Problem statement:
Please, starting at the line that contains "Can you see the shadow", reproduce every line exactly until the records run out, skipping all pictures.

##### Data provided

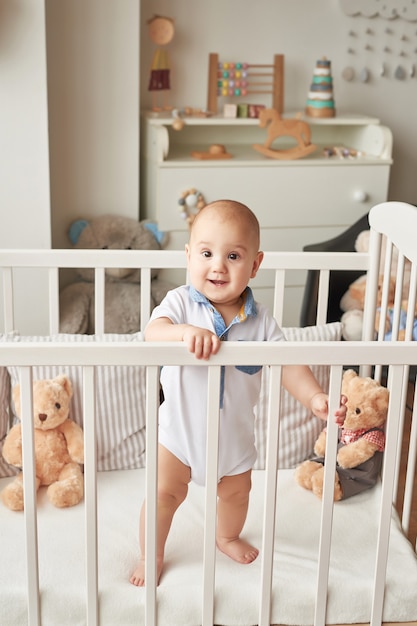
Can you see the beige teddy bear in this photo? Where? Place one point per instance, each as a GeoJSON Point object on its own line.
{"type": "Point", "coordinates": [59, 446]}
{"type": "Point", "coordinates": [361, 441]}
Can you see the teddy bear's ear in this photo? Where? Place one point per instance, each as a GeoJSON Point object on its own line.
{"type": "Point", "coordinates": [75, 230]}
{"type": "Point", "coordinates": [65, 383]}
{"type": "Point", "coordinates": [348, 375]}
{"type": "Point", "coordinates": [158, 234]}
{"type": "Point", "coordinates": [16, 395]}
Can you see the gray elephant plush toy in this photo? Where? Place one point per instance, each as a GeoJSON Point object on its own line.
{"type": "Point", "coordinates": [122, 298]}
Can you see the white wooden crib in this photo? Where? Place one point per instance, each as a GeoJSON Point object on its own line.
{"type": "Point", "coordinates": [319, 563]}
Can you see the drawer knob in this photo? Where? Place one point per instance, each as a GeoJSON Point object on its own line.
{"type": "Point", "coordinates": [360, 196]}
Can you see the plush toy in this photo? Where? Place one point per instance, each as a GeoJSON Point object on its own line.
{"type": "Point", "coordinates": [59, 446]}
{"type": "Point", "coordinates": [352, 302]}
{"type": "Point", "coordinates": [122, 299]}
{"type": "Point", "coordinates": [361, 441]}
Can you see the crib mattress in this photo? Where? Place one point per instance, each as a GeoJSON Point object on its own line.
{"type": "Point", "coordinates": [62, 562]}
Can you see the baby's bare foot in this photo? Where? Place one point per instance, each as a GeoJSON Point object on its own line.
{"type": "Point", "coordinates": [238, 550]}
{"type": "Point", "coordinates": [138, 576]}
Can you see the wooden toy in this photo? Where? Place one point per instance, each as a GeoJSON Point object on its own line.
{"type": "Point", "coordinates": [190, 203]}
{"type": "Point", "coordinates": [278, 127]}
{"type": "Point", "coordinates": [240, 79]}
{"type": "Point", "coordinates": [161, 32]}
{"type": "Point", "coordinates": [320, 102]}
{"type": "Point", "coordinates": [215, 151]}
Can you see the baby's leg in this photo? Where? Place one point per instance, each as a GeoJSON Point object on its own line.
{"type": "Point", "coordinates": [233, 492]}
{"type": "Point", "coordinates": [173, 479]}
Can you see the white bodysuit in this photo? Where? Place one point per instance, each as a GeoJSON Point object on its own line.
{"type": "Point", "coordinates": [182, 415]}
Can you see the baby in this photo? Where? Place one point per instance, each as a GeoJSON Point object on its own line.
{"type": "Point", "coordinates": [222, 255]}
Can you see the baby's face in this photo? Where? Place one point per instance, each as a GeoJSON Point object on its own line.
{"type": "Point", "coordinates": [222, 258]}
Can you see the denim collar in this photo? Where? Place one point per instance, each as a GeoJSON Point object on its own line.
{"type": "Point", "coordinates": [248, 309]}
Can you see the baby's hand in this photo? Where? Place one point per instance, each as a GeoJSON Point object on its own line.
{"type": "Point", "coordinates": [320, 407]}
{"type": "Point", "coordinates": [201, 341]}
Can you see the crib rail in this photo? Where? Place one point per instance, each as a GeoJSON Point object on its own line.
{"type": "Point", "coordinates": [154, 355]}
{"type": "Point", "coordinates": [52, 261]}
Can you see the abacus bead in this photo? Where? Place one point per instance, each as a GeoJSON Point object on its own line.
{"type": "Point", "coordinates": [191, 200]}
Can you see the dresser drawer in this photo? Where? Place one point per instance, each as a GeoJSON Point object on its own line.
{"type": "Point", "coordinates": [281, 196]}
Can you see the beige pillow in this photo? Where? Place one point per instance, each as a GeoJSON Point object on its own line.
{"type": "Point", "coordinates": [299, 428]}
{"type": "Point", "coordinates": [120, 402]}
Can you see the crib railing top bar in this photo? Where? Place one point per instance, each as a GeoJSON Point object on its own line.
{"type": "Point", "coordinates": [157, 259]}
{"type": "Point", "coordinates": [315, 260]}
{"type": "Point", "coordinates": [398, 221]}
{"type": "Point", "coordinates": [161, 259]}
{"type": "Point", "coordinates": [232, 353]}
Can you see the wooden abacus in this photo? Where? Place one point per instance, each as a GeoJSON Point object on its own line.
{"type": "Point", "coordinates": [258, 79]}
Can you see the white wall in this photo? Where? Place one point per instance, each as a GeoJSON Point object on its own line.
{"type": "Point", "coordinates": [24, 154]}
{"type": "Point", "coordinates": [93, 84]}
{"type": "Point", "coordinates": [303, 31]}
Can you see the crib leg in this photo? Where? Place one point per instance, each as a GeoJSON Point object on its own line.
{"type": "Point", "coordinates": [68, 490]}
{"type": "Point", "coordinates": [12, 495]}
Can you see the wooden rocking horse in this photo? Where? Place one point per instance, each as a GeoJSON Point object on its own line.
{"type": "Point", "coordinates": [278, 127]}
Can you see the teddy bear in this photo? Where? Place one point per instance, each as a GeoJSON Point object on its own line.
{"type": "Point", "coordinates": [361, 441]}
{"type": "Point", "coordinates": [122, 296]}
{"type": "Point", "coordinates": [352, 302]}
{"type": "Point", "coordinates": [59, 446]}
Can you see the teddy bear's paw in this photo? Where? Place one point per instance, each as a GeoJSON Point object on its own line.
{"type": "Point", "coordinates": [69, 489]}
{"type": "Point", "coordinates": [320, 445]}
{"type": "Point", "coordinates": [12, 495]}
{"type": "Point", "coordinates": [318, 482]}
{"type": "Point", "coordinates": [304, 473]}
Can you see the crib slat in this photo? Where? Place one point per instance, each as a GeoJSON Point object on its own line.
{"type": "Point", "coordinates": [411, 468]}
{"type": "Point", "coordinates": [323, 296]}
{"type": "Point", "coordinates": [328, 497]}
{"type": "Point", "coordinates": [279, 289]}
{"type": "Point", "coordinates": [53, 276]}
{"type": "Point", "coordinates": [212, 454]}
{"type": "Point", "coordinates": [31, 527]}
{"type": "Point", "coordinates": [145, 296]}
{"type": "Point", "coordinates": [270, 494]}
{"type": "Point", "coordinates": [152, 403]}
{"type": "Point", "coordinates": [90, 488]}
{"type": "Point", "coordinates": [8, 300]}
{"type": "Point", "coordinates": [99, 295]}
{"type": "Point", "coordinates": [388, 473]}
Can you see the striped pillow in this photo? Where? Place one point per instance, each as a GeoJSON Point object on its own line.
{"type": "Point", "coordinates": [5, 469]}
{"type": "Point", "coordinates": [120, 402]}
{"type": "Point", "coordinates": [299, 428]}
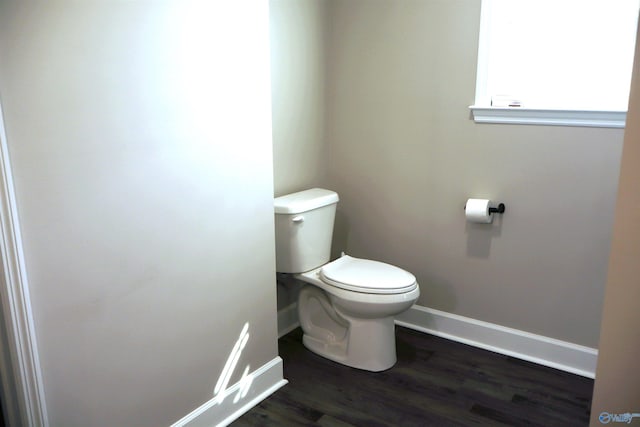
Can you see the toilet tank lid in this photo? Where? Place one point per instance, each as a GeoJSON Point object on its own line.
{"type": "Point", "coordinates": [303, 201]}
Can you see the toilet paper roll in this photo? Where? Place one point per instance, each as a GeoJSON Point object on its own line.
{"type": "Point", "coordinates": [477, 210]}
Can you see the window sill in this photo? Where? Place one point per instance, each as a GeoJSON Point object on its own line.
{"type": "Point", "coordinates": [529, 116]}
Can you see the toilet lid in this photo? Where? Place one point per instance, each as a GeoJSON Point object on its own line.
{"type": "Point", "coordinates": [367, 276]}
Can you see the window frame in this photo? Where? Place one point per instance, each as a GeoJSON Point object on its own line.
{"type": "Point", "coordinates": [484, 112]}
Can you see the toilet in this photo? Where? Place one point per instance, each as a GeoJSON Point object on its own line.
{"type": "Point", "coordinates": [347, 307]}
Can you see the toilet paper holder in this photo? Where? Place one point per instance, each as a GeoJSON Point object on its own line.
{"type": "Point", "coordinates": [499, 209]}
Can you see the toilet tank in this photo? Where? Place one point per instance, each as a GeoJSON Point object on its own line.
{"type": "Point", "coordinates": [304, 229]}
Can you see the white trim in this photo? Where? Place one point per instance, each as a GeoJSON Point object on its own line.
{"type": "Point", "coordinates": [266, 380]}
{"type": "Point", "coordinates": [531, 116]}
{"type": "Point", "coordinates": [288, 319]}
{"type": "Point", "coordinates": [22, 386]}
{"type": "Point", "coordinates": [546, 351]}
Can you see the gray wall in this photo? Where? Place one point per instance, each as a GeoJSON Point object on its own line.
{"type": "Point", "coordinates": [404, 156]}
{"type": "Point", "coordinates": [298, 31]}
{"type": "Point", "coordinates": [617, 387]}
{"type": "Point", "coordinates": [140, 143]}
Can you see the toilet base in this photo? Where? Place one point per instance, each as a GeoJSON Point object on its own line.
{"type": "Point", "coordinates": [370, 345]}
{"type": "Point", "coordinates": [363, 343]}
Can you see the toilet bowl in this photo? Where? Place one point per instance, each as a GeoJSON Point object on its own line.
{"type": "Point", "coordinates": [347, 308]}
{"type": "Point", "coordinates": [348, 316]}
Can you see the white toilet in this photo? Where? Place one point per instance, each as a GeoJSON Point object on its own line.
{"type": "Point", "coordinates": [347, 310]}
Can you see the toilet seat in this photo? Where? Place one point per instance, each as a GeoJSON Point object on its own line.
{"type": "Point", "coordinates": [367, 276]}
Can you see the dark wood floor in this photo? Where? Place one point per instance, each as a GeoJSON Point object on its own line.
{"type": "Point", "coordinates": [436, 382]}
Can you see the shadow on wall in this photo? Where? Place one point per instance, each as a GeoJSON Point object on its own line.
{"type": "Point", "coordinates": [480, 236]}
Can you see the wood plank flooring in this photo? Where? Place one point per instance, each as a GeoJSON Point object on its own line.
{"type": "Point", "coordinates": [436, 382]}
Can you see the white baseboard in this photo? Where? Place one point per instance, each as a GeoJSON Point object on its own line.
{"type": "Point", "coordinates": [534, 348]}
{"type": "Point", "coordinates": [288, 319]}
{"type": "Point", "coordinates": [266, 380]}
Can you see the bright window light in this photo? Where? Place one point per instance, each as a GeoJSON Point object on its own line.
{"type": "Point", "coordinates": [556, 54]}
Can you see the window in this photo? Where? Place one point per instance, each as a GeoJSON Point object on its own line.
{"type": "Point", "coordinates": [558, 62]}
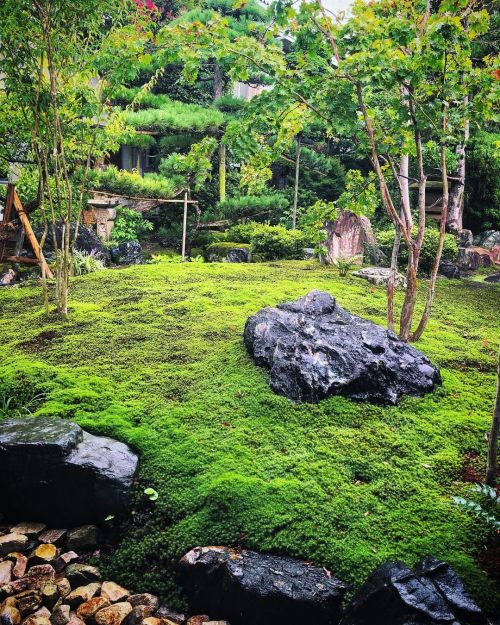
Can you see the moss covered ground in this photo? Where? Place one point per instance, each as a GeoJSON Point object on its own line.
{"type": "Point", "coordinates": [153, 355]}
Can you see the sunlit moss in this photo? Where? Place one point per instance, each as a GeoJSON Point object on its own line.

##########

Solution to this task:
Can you see the shadow on wall in this photo? Where? Place one point per instance, each as a GeoJSON Point object on its own line.
{"type": "Point", "coordinates": [480, 236]}
Can you see the wood plank flooring in this photo? Where? Place one point per instance, each as a GeoJSON Point object on its own line.
{"type": "Point", "coordinates": [436, 382]}
Can you see the white baseboard in this photo? Where? Place one point per instance, each as a GeoJSON Point object on its own line.
{"type": "Point", "coordinates": [534, 348]}
{"type": "Point", "coordinates": [288, 319]}
{"type": "Point", "coordinates": [266, 380]}
Can you see the bright window light in this photo? Where? Place one point per instance, each as a GeoJSON Point object on its own line.
{"type": "Point", "coordinates": [556, 54]}
Can you see the window in this photo? Where? Place one point per instance, each as a GeoJSON Point object on its own line.
{"type": "Point", "coordinates": [558, 62]}
Can you see the moss covered ground in this photo? Where? Place one point per instance, each as a GeoJSON Point object on its own line.
{"type": "Point", "coordinates": [153, 355]}
Can you see the sunlit moss in this photo? Where? Place one point per instance, each as a GeoJSON Point object on its own line.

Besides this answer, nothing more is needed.